WHAT YOU HAVE TO DO ▸
Pick out every line in the entries below that contains the string "phrase".

RECORDS SHOWN ▸
☆ ☆ ☆ ☆ ☆ ☆ ☆
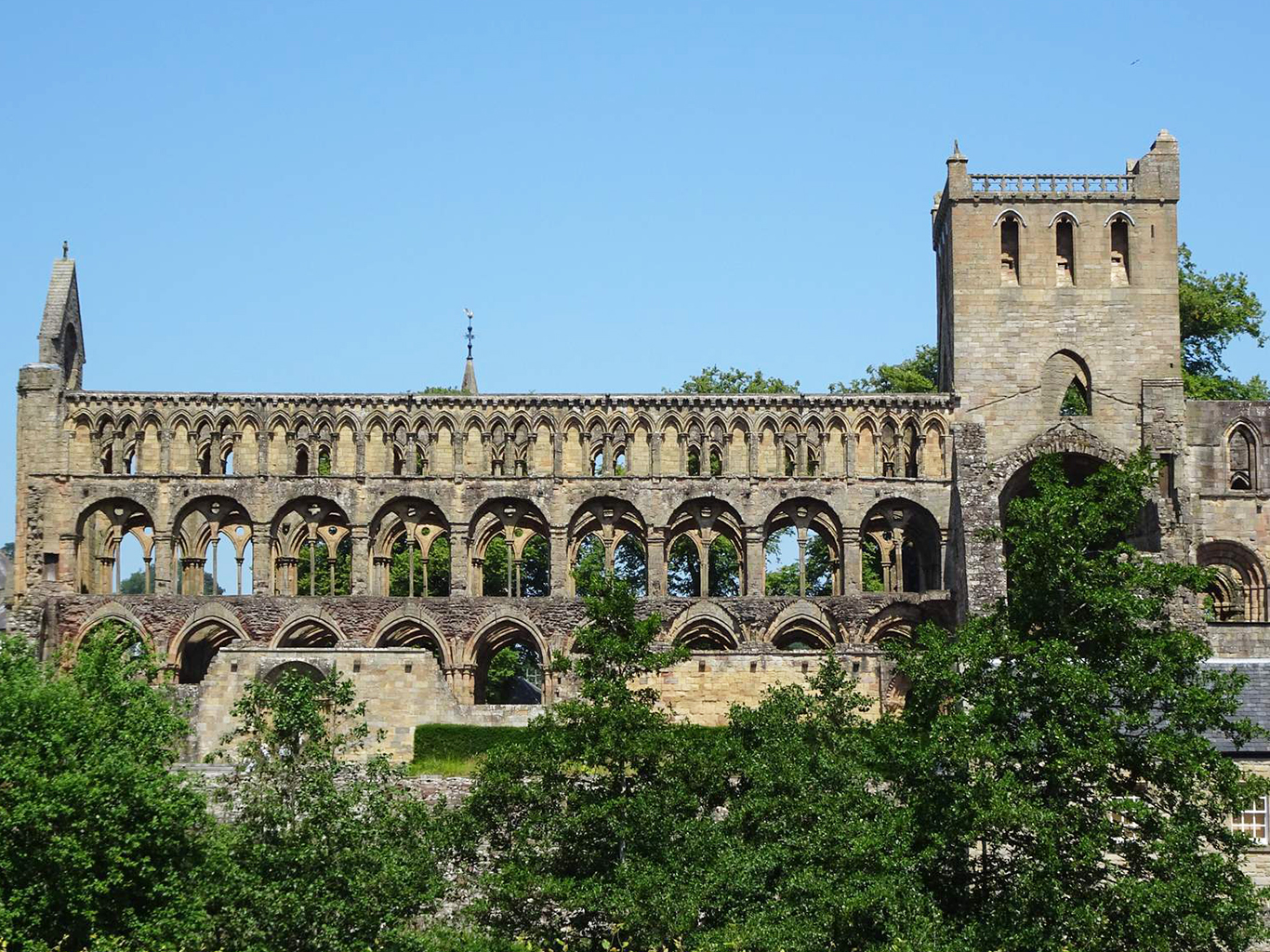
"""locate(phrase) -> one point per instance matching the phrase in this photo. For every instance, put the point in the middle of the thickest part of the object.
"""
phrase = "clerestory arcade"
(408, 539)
☆ ☆ ☆ ☆ ☆ ☆ ☆
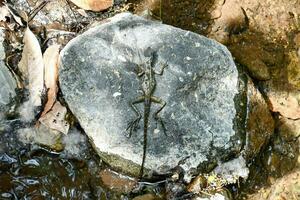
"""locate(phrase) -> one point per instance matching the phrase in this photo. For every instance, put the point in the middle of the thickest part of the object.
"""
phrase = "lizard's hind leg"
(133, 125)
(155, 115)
☆ ☆ ☆ ☆ ☆ ☆ ☆
WRITTEN RESPONSE ▸
"""locate(phrase) -> one point per instance matching the phrase in this photo. For every instance, put the point in the middle of the thickest part of the object.
phrase = "clerestory arcade"
"""locate(phrase) -> one point per instance matching the phrase in this photo. For every instance, put the point in the middle of the thickest part of the object.
phrase = "lizard's hind leg"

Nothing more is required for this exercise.